The exercise:
Report how many lines of the records contain the string "trunk". Give only the number.

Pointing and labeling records
##########
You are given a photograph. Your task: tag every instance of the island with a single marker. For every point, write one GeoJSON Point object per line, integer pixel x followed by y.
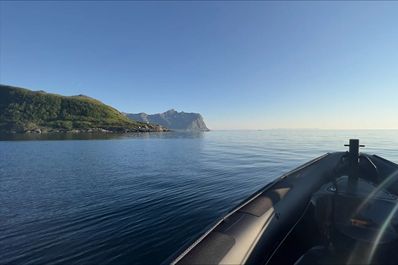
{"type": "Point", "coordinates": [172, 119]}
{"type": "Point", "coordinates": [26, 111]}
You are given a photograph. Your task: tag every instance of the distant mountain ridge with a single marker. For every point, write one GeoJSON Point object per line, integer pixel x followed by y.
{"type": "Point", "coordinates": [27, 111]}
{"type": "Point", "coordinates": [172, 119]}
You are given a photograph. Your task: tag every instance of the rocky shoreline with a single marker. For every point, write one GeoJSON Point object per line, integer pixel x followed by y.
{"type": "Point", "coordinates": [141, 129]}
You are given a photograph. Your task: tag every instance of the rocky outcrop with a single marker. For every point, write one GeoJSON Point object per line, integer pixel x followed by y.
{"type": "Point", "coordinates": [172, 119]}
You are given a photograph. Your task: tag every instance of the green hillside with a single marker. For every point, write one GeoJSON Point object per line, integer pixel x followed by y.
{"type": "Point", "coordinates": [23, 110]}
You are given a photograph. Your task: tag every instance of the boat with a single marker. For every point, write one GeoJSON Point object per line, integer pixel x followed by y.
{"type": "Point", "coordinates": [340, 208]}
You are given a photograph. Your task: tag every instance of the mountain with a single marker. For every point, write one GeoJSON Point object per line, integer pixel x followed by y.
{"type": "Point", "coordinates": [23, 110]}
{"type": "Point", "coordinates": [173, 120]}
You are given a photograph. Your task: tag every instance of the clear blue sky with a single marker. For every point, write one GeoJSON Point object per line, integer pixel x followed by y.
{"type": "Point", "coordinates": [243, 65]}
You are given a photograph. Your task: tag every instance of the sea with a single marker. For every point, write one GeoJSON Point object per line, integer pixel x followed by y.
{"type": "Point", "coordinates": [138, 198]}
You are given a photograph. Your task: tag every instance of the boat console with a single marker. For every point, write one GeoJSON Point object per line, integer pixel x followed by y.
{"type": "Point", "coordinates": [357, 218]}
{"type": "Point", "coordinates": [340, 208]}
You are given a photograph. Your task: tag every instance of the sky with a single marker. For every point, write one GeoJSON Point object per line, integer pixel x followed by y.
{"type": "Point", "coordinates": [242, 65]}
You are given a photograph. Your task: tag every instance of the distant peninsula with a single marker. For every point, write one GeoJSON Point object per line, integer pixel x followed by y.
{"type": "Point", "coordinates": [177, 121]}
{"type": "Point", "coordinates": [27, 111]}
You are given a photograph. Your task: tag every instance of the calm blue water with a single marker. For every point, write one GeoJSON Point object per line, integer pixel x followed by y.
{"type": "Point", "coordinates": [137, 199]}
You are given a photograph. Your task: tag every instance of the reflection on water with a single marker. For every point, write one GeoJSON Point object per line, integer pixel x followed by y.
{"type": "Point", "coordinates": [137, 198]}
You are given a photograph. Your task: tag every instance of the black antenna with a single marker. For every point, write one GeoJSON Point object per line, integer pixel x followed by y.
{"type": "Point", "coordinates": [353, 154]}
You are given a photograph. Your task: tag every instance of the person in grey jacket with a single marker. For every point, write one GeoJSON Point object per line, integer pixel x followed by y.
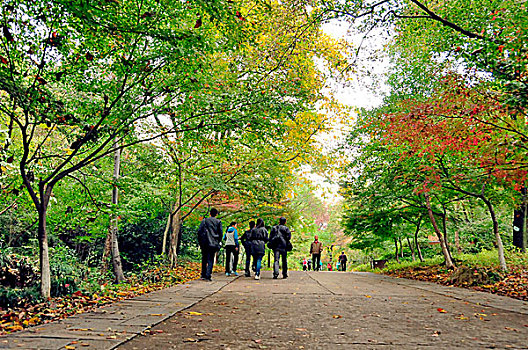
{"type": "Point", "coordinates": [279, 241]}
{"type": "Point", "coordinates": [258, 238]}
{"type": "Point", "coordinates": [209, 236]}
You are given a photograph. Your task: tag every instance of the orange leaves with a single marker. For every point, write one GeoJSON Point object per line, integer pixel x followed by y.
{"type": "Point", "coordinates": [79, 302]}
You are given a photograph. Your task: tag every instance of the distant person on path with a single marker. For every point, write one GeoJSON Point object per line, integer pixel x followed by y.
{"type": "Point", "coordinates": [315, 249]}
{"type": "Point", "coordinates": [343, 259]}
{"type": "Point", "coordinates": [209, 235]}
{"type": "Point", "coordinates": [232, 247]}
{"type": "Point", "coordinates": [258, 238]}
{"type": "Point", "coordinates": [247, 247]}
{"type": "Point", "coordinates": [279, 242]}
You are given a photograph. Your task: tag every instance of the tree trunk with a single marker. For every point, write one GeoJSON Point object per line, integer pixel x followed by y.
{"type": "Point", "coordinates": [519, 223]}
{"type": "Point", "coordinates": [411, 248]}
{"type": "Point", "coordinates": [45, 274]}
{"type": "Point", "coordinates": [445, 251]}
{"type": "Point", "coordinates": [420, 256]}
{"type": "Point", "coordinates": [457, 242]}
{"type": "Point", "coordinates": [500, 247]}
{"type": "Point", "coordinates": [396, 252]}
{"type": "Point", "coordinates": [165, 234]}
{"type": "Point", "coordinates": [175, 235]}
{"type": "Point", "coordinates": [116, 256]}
##########
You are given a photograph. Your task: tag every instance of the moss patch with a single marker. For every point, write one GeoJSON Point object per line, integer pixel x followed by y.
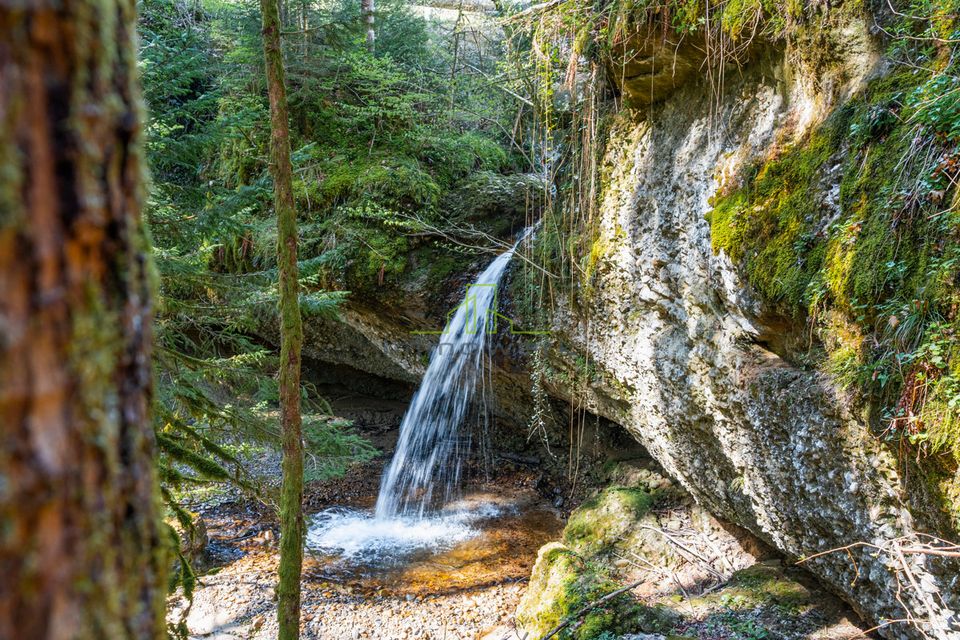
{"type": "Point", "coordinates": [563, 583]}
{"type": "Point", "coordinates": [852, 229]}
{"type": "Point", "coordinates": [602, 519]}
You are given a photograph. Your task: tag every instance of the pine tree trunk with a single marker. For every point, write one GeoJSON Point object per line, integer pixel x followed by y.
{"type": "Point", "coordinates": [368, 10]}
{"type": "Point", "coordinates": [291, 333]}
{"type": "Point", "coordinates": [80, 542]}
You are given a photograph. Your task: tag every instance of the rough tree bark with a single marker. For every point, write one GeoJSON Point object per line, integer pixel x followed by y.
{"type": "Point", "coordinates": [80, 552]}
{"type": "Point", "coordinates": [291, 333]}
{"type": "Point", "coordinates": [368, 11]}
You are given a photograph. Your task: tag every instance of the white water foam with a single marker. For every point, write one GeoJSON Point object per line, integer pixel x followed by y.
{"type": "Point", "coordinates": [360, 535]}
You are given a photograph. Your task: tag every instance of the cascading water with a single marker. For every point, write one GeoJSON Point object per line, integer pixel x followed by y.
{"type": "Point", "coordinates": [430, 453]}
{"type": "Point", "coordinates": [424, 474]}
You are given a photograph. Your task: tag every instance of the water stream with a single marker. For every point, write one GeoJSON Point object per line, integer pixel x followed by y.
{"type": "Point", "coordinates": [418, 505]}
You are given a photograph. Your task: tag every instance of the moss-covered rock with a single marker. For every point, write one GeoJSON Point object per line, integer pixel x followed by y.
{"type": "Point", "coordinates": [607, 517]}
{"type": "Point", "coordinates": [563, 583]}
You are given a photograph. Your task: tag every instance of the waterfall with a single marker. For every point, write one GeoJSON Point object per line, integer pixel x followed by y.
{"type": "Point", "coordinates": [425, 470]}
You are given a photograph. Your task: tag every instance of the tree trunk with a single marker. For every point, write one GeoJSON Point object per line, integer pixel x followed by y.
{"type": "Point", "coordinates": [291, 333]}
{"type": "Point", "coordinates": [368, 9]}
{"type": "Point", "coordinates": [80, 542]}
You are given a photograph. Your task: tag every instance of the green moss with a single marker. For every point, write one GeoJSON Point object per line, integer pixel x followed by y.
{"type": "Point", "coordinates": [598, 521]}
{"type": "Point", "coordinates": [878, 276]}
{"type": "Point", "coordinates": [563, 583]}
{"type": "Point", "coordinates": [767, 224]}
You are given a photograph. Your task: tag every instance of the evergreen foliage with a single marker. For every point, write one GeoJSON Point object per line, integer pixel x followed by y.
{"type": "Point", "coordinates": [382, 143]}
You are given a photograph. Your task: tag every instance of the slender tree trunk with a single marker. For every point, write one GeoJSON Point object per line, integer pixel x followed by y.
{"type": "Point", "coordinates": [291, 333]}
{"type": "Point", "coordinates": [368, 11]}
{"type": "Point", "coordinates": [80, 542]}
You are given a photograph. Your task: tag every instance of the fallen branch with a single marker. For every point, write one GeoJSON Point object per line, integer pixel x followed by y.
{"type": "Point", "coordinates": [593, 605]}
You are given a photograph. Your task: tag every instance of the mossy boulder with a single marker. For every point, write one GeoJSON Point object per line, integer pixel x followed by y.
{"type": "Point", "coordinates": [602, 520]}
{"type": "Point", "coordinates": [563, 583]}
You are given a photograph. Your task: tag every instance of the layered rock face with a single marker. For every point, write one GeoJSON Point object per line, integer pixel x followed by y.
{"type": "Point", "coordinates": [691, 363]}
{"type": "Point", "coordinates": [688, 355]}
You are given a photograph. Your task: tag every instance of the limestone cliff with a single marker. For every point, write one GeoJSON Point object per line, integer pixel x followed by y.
##########
Solution below:
4